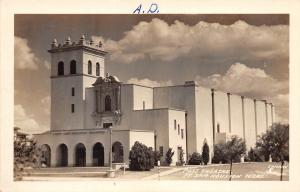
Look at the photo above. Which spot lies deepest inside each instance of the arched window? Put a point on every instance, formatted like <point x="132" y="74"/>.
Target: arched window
<point x="97" y="69"/>
<point x="60" y="68"/>
<point x="73" y="67"/>
<point x="89" y="67"/>
<point x="107" y="103"/>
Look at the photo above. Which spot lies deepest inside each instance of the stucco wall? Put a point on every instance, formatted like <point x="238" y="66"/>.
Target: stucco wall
<point x="94" y="59"/>
<point x="221" y="111"/>
<point x="269" y="108"/>
<point x="142" y="94"/>
<point x="261" y="117"/>
<point x="203" y="114"/>
<point x="88" y="139"/>
<point x="66" y="57"/>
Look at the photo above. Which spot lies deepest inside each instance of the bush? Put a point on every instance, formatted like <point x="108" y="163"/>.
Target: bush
<point x="141" y="157"/>
<point x="205" y="153"/>
<point x="195" y="159"/>
<point x="219" y="155"/>
<point x="253" y="156"/>
<point x="169" y="156"/>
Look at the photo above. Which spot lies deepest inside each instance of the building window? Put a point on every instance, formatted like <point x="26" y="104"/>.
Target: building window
<point x="73" y="108"/>
<point x="107" y="103"/>
<point x="60" y="68"/>
<point x="107" y="125"/>
<point x="97" y="95"/>
<point x="97" y="69"/>
<point x="89" y="67"/>
<point x="161" y="151"/>
<point x="73" y="67"/>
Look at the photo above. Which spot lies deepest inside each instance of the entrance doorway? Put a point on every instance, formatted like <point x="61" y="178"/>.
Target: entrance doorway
<point x="80" y="155"/>
<point x="98" y="154"/>
<point x="46" y="155"/>
<point x="62" y="155"/>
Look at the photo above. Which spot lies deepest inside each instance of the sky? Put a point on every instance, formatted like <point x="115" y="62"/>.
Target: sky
<point x="242" y="54"/>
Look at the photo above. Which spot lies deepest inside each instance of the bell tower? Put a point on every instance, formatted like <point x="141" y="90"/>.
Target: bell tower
<point x="75" y="66"/>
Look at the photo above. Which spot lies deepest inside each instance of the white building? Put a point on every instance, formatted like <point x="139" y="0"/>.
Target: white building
<point x="85" y="101"/>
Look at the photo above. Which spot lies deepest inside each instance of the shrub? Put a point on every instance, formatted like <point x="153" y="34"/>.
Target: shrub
<point x="141" y="157"/>
<point x="195" y="159"/>
<point x="219" y="155"/>
<point x="169" y="156"/>
<point x="254" y="156"/>
<point x="205" y="153"/>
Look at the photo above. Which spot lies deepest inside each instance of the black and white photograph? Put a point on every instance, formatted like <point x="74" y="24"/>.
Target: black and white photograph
<point x="149" y="96"/>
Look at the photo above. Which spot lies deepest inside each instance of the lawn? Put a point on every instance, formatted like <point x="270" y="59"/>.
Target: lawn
<point x="262" y="171"/>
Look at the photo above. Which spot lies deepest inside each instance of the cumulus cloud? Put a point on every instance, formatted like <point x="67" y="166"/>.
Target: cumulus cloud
<point x="24" y="57"/>
<point x="251" y="82"/>
<point x="159" y="40"/>
<point x="149" y="83"/>
<point x="25" y="121"/>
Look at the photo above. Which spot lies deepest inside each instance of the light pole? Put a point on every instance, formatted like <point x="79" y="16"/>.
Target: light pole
<point x="111" y="171"/>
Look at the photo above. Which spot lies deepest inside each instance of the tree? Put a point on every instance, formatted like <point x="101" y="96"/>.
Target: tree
<point x="181" y="157"/>
<point x="231" y="151"/>
<point x="169" y="156"/>
<point x="275" y="142"/>
<point x="141" y="157"/>
<point x="195" y="159"/>
<point x="205" y="153"/>
<point x="26" y="155"/>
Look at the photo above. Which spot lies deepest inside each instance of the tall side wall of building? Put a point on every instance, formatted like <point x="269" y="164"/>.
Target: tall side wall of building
<point x="221" y="112"/>
<point x="261" y="117"/>
<point x="204" y="128"/>
<point x="250" y="130"/>
<point x="179" y="97"/>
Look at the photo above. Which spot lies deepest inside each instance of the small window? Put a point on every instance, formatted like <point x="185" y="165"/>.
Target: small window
<point x="73" y="108"/>
<point x="97" y="69"/>
<point x="161" y="150"/>
<point x="89" y="67"/>
<point x="107" y="103"/>
<point x="60" y="68"/>
<point x="73" y="67"/>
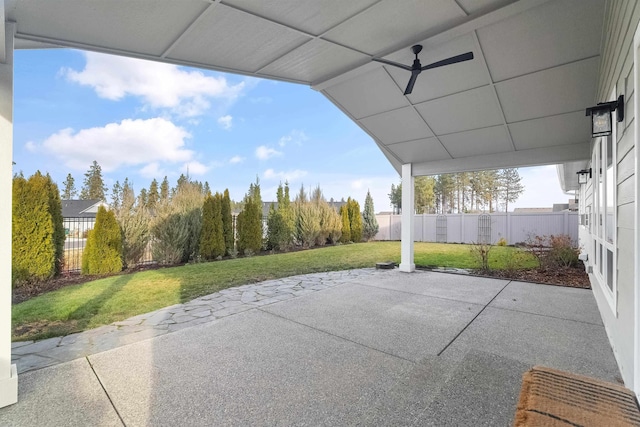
:::
YOUR GOAL.
All of the data is to be returned exactly, with no pictures included.

WRITTEN SOLUTION.
Look at the photo above. Which spot lies deepest inside each instance of the arched window? Put a point on every instance, formatted like <point x="132" y="74"/>.
Target: arched window
<point x="97" y="69"/>
<point x="60" y="68"/>
<point x="73" y="67"/>
<point x="89" y="67"/>
<point x="107" y="103"/>
Look at the photo above. Which spot lies deepest inside each instance of the stucco wall? Put a point on every instance, formatted like <point x="238" y="66"/>.
Target: stucco wall
<point x="94" y="59"/>
<point x="221" y="111"/>
<point x="269" y="108"/>
<point x="142" y="94"/>
<point x="261" y="117"/>
<point x="203" y="114"/>
<point x="88" y="139"/>
<point x="66" y="57"/>
Look at the photo above. Which spot lies deepest inside each instance of the bush? Put a point on every instance, formatted like <point x="108" y="163"/>.
Target: bush
<point x="141" y="157"/>
<point x="205" y="153"/>
<point x="195" y="159"/>
<point x="219" y="155"/>
<point x="253" y="156"/>
<point x="169" y="156"/>
Look at the photo above. Which spot lies deepest inside each instance of the building window? Put a point on every instance, formatted like <point x="26" y="104"/>.
Target: building window
<point x="73" y="108"/>
<point x="107" y="103"/>
<point x="60" y="68"/>
<point x="107" y="125"/>
<point x="97" y="95"/>
<point x="97" y="69"/>
<point x="89" y="67"/>
<point x="161" y="151"/>
<point x="73" y="67"/>
Look at the photo above. Which spot lies deepest inside each instance of the entrance doorway? Put a point on every instance, formatted like <point x="61" y="178"/>.
Target: entrance doorway
<point x="80" y="155"/>
<point x="98" y="154"/>
<point x="46" y="155"/>
<point x="62" y="155"/>
Look at the photo above. Which spot lies deepest inside each instance of the sky? Put a point on every instance, formatted like <point x="115" y="62"/>.
Target: sky
<point x="242" y="54"/>
Look at the photo above. Which spot lies deepest inside each instance of the bell tower? Put a point on every instance, formatted like <point x="141" y="90"/>.
Target: bell tower
<point x="75" y="66"/>
Look at the photo above. Which spot lies deepest inside each instance of the white building? Put a point on every instance, formatted like <point x="139" y="0"/>.
Target: white building
<point x="85" y="101"/>
Look at the photo above. Which spot lies deepest inside each instance of the shrub? Put a point on every instance, formatted like <point x="153" y="34"/>.
Target: shrub
<point x="141" y="157"/>
<point x="195" y="159"/>
<point x="219" y="155"/>
<point x="169" y="156"/>
<point x="254" y="156"/>
<point x="205" y="153"/>
Look at the photo above. Which spot lies deepest inside each instance of the black and white photograph? Put a point on every instance, formatted like <point x="74" y="24"/>.
Target: black and white photograph
<point x="149" y="96"/>
Look at the photo above. Which spot lies deepest inside each instance of the lawn? Put a point on every instance, formatted like <point x="270" y="59"/>.
Target: lawn
<point x="262" y="171"/>
Look at the photo above. Which spot lies deepest inside each instance of the cumulus cloud? Put a point on every instance, formatted like <point x="67" y="166"/>.
Target: cumulus cloud
<point x="24" y="57"/>
<point x="251" y="82"/>
<point x="159" y="40"/>
<point x="149" y="83"/>
<point x="25" y="121"/>
Look at the photo above. Which spot lies deepest inside each instance of the light pole? Put a point on every instance, formatted like <point x="79" y="16"/>.
Target: light pole
<point x="111" y="171"/>
Look at the photo above. Which spot lies deepest inside each instance of the tree? Put a point on every instance, formatted like <point x="101" y="96"/>.
Target: tree
<point x="181" y="157"/>
<point x="231" y="151"/>
<point x="169" y="156"/>
<point x="275" y="142"/>
<point x="141" y="157"/>
<point x="195" y="159"/>
<point x="205" y="153"/>
<point x="26" y="155"/>
Look at the photo above. Which spot lies deepest inside each instance of the tall side wall of building? Put a point on every instance, formatted like <point x="269" y="164"/>.
Target: tall side wall of building
<point x="221" y="112"/>
<point x="261" y="117"/>
<point x="204" y="128"/>
<point x="250" y="130"/>
<point x="179" y="97"/>
Look at the photo above. Which spot lies deepest inside each instance of the small window? Put a point on every instance, formatted like <point x="185" y="165"/>.
Target: small window
<point x="73" y="108"/>
<point x="97" y="69"/>
<point x="161" y="150"/>
<point x="89" y="67"/>
<point x="107" y="103"/>
<point x="60" y="68"/>
<point x="73" y="67"/>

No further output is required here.